EXERCICES:
a) Relevez, dans le texte sur la plateforme IoT, toutes les solutions de cybersécurité citées entre parenthèses.
b) Transformez le texte sur la plateforme IoT en le recopiant depuis « Concernant la sécurité » jusqu'à « Firewall applicatif, DMZ…). » inclus, et mettez « capteurs » à la place de « objets ».
c) Répondez aux questions suivantes à partir du texte sur la plateforme IoT.
(i) Quelles sont les deux options envisageables pour l'infrastructure d'hébergement ?
(ii) Quels sont les deux aspects à prendre en compte dès le départ ?
(iii) Qu'est-ce que les objets déployés sur le terrain risquent plus facilement qu'un poste informatique installé dans des locaux sécurisés ?

TEXTE SOURCE:
4. Définir l’architecture de la plateforme d’exploitation
La première chose à définir, concernant la plateforme d’exploitation d’un système IoT, concerne l’infrastructure d’hébergement. Deux options sont envisageables : privilégier un déploiement sur le cloud, ou installer les serveurs sur une infrastructure interne à l’entreprise (déploiement « On Premise »). Plusieurs aspects sont à prendre en compte dès le départ : les contraintes liées à la sécurité, et le dimensionnement du système à moyen et long terme.
Concernant la sécurité :
Une solution cloud ne signifie pas forcément « moins de sécurité ». Les systèmes IoT sont caractérisés par le fait d’avoir de nombreux objets communicants déployés sur le terrain, qui communiquent avec le serveur. Les objets déployés sont susceptibles d’être attaqués ou compromis beaucoup plus facilement qu’un poste informatique installé dans des locaux sécurisés. Connecter tous ces objets à un serveur situé sur le réseau de l’entreprise représente donc un risque important, et nécessite la mise en place de solutions de cybersécurité complexes (Firewall réseau, Firewall applicatif, DMZ…).

DONNÉES RECUEILLIES:
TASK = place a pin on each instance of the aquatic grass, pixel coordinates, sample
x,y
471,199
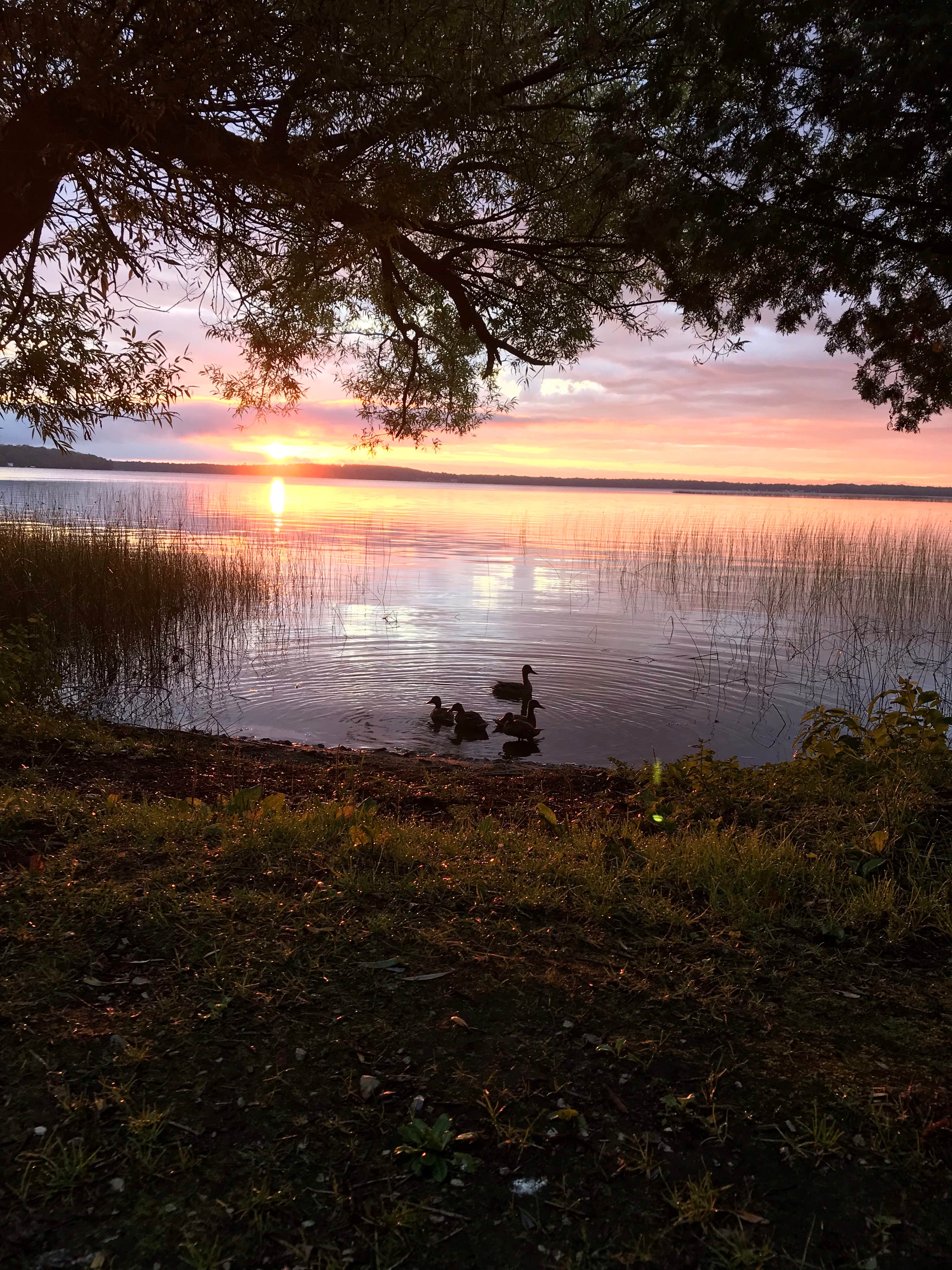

CORRIGÉ:
a) Firewall réseau, Firewall applicatif, DMZ

b)
Concernant la sécurité :
Une solution cloud ne signifie pas forcément « moins de sécurité ». Les systèmes IoT sont caractérisés par le fait d’avoir de nombreux capteurs communicants déployés sur le terrain, qui communiquent avec le serveur. Les capteurs déployés sont susceptibles d’être attaqués ou compromis beaucoup plus facilement qu’un poste informatique installé dans des locaux sécurisés. Connecter tous ces capteurs à un serveur situé sur le réseau de l’entreprise représente donc un risque important, et nécessite la mise en place de solutions de cybersécurité complexes (Firewall réseau, Firewall applicatif, DMZ…).

c)
(i) Un déploiement sur le cloud, ou l'installation des serveurs sur une infrastructure interne à l'entreprise (déploiement « On Premise »).
(ii) Les contraintes liées à la sécurité et le dimensionnement du système à moyen et long terme.
(iii) D'être attaqués ou compromis.